__WHAT NEEDS TO BE DONE__
Determine the number of lines in the following entries that hold the word "petal". Give only that number.

__DATA SHOWN__
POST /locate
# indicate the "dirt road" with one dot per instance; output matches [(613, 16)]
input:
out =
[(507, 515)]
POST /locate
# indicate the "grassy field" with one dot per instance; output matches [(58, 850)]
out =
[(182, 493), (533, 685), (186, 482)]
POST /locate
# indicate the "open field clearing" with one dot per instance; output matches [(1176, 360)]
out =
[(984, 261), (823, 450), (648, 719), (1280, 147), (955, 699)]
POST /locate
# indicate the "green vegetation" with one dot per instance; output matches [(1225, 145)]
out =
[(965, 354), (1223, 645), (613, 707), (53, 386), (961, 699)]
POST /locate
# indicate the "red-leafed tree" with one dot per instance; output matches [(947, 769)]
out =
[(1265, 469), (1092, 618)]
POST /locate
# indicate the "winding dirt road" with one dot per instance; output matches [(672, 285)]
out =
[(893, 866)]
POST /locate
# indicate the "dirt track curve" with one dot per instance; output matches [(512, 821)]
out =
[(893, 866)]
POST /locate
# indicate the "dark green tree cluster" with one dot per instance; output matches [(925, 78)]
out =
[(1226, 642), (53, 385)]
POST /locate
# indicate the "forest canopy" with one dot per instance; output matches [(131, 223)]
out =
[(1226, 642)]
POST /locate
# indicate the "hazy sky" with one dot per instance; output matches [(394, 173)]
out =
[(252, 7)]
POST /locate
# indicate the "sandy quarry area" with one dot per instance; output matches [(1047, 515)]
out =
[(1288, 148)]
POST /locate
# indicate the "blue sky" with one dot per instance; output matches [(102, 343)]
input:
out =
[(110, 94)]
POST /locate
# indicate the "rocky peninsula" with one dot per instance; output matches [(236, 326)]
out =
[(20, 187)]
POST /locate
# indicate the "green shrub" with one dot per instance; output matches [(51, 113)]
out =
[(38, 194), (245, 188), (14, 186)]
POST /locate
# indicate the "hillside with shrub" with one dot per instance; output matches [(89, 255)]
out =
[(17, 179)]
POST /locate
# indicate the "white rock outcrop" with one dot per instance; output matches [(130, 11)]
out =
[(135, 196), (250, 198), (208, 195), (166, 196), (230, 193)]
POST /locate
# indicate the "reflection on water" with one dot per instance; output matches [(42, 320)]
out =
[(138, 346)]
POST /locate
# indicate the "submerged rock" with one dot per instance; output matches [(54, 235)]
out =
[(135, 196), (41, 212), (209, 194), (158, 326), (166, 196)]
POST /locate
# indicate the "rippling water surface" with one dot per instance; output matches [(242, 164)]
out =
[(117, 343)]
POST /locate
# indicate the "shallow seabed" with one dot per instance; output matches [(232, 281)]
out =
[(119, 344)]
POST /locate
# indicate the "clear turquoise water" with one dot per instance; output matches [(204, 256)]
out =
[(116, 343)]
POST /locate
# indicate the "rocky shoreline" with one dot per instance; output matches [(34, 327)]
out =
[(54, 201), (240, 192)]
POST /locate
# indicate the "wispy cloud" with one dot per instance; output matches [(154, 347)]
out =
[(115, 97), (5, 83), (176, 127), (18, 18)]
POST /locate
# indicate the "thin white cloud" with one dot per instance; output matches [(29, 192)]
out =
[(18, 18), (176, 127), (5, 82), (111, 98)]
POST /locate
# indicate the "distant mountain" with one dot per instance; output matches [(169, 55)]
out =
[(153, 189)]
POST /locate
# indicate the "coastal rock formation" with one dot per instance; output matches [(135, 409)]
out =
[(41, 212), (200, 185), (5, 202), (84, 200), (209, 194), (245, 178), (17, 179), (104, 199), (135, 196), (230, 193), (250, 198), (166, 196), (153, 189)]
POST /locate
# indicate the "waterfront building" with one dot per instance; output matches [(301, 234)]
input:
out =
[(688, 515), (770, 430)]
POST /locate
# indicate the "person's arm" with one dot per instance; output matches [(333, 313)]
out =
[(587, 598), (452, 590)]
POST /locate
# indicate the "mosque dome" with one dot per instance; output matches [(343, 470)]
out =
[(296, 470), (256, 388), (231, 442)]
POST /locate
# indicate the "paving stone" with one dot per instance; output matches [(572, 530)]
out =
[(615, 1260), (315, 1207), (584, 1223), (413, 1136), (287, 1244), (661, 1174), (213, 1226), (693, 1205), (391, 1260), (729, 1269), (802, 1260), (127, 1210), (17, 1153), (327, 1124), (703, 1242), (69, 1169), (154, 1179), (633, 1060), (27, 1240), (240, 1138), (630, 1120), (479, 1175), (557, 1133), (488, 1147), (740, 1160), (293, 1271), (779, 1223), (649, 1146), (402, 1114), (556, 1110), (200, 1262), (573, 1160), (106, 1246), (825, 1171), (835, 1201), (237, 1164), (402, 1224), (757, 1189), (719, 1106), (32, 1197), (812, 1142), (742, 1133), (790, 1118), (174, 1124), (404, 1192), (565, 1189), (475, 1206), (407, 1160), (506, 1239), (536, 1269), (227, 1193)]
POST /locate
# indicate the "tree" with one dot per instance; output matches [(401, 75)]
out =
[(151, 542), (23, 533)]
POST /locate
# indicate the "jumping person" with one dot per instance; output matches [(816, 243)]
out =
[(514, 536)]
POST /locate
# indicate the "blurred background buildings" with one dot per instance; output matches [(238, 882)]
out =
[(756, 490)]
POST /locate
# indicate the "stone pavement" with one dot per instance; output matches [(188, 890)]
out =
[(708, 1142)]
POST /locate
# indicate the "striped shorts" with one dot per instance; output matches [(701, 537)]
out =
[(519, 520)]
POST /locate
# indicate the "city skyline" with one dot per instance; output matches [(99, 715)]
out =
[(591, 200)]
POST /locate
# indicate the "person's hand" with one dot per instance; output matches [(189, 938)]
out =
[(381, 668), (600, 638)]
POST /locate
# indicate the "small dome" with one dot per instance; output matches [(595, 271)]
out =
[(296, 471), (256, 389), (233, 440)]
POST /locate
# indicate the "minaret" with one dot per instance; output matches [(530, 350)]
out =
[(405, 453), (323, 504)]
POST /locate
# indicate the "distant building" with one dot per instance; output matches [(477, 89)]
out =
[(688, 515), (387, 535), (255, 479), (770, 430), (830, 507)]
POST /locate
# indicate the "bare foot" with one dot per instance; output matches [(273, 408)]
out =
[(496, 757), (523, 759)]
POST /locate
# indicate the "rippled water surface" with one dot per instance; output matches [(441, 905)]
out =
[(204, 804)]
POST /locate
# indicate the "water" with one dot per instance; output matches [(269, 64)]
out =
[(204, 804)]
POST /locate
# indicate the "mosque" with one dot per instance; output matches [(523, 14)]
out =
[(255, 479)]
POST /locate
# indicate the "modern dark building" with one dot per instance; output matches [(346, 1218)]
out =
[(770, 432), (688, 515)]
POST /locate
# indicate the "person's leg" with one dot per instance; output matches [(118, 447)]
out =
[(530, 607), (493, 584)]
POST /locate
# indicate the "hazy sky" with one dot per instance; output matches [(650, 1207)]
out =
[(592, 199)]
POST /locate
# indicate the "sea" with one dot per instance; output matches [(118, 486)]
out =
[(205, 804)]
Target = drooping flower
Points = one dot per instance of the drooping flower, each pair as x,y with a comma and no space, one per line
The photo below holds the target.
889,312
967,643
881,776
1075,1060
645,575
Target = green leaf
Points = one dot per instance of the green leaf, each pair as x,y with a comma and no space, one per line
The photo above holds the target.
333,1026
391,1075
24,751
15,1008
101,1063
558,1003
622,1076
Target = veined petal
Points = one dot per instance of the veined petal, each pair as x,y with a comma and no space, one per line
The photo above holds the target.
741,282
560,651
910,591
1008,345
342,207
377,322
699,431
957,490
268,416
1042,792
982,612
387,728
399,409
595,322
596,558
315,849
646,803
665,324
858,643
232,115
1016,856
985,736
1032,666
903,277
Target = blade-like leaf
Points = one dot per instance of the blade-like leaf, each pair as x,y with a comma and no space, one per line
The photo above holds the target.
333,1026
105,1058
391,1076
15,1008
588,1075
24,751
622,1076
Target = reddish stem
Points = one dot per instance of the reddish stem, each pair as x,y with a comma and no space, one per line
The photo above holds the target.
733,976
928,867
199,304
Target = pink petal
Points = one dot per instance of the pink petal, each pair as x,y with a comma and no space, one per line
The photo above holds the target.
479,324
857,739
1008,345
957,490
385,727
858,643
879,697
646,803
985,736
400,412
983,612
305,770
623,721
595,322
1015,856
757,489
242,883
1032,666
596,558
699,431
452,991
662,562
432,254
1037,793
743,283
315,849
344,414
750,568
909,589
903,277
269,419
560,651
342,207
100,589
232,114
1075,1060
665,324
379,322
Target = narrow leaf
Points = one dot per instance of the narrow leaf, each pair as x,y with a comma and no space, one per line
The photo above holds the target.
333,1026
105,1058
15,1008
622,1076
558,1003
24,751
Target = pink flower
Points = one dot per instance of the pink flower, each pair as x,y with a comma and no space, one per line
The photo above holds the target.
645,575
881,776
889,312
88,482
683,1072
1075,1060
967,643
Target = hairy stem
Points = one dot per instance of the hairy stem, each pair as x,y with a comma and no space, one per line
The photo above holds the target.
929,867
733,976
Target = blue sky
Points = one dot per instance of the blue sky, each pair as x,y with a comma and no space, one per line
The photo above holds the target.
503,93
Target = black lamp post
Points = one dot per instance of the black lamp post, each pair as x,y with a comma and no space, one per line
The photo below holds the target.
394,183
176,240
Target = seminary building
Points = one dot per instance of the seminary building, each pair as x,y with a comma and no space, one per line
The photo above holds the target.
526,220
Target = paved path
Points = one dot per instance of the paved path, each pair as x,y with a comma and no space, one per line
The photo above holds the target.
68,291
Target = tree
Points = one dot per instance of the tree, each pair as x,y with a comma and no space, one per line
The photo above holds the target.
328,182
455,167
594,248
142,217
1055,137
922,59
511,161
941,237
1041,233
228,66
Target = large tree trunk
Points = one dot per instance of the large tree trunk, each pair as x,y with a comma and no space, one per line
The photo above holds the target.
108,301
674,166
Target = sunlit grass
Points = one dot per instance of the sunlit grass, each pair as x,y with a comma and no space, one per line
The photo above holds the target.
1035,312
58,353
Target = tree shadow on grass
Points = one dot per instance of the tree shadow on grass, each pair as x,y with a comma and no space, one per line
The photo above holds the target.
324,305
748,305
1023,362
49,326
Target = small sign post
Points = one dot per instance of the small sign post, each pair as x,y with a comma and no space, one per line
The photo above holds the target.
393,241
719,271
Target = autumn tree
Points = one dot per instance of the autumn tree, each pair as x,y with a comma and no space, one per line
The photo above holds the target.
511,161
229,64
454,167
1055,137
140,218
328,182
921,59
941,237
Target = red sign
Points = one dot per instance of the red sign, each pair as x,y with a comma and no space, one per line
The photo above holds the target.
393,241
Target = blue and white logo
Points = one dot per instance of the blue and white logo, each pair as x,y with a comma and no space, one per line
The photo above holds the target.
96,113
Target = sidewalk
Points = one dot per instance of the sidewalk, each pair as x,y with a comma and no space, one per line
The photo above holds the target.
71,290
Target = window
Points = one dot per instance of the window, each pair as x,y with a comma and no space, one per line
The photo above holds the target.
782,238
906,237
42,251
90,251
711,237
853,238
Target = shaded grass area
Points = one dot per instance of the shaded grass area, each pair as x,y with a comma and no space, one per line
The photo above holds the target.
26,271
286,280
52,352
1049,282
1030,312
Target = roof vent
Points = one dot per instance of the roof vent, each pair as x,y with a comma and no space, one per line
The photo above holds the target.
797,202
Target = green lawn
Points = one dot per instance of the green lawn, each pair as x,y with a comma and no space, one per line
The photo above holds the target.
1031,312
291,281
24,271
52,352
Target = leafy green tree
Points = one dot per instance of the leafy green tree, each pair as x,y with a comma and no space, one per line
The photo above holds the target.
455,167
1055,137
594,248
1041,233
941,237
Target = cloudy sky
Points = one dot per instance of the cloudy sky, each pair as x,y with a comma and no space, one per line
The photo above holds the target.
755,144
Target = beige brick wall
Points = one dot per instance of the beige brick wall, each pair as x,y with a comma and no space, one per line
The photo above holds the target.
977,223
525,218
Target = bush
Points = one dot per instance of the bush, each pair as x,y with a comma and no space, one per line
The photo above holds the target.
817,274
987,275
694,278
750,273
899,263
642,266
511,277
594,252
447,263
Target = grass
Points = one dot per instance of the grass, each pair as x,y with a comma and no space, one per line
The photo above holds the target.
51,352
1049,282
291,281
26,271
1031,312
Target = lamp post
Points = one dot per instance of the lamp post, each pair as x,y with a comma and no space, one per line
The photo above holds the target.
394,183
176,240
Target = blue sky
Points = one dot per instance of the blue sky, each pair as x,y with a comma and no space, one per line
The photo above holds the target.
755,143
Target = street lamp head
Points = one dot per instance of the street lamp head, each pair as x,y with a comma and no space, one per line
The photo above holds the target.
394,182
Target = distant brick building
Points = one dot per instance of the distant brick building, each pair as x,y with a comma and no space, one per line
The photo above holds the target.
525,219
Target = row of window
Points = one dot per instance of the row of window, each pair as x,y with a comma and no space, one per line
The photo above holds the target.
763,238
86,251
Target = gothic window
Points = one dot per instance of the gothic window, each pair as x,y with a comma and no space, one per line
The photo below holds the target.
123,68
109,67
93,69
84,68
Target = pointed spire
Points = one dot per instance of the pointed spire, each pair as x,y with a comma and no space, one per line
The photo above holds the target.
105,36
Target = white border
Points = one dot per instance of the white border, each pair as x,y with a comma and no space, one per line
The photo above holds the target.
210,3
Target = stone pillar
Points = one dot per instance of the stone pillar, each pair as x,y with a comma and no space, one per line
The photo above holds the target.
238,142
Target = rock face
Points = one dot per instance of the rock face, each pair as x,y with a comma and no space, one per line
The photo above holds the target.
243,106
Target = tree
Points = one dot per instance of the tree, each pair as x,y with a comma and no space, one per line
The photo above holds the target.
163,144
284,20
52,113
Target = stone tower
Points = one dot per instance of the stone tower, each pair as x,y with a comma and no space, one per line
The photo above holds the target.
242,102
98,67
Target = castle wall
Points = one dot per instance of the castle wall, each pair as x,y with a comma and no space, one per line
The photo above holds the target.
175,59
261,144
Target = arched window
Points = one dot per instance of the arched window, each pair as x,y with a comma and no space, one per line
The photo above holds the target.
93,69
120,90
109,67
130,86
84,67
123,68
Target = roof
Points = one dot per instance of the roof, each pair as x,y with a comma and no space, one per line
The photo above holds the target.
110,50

__RESPONSE__
4